What the task requires:
Please count how many lines of the listing below contain the word "balcony", and reply with only that number.

Given data:
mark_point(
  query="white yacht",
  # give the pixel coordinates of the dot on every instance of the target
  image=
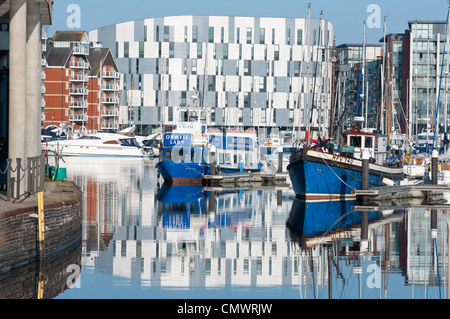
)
(99, 144)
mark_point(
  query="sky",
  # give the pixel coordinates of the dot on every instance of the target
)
(347, 16)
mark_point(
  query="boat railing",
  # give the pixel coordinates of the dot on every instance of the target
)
(24, 178)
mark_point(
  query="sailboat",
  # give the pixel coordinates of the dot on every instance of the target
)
(317, 172)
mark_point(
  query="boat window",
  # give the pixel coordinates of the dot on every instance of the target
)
(111, 142)
(151, 143)
(129, 142)
(168, 155)
(355, 141)
(193, 117)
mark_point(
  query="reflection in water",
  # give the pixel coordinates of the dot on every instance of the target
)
(146, 240)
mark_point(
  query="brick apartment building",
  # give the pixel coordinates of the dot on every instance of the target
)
(81, 84)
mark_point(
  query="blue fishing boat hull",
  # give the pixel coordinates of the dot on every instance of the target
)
(316, 175)
(314, 218)
(181, 173)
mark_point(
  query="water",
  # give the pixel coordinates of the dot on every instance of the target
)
(142, 239)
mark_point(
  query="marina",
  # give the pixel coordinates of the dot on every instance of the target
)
(223, 157)
(143, 238)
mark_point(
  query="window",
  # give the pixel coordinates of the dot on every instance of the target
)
(141, 49)
(194, 33)
(299, 36)
(249, 35)
(225, 51)
(126, 49)
(246, 101)
(199, 50)
(247, 67)
(276, 52)
(171, 50)
(194, 66)
(211, 35)
(166, 33)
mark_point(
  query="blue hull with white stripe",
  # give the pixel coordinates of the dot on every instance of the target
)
(317, 175)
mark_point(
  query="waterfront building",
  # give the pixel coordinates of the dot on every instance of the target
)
(21, 23)
(250, 72)
(351, 80)
(426, 45)
(81, 85)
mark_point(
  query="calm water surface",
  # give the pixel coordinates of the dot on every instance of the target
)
(145, 239)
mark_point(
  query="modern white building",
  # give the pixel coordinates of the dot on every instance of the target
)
(251, 72)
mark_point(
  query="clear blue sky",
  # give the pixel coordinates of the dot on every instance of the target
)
(347, 16)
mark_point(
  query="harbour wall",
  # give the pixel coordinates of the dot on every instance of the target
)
(19, 246)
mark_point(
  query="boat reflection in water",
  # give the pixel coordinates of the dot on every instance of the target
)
(355, 253)
(145, 241)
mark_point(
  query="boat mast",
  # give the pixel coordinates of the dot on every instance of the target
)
(361, 76)
(436, 128)
(382, 79)
(308, 50)
(130, 104)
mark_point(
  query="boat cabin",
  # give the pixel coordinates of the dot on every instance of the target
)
(356, 139)
(235, 148)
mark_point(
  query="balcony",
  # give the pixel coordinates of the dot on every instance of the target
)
(110, 126)
(74, 77)
(110, 87)
(79, 49)
(110, 113)
(110, 74)
(79, 64)
(78, 104)
(78, 117)
(78, 91)
(110, 100)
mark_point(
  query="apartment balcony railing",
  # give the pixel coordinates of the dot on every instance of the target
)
(78, 78)
(79, 49)
(79, 65)
(110, 113)
(78, 91)
(78, 117)
(110, 87)
(110, 125)
(110, 74)
(78, 104)
(110, 100)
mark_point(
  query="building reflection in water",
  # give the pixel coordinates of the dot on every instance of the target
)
(184, 237)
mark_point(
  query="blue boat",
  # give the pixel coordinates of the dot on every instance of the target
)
(185, 154)
(319, 174)
(309, 219)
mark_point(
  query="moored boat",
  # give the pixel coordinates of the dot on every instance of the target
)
(99, 144)
(322, 174)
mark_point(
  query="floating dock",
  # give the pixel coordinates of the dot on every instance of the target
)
(426, 193)
(247, 179)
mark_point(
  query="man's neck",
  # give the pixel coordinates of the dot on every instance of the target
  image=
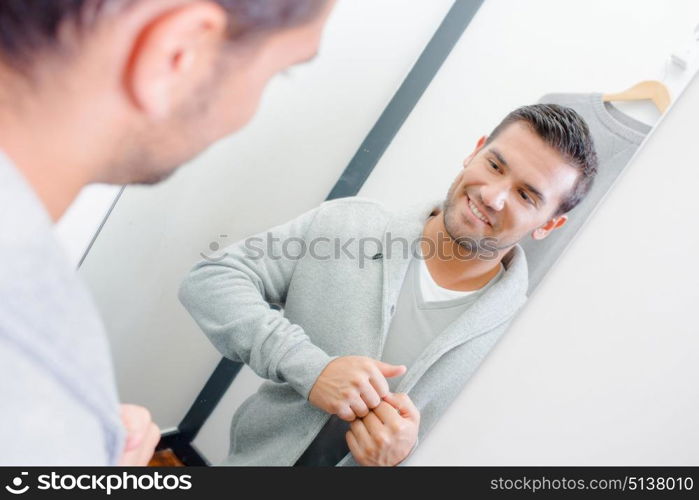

Full solution:
2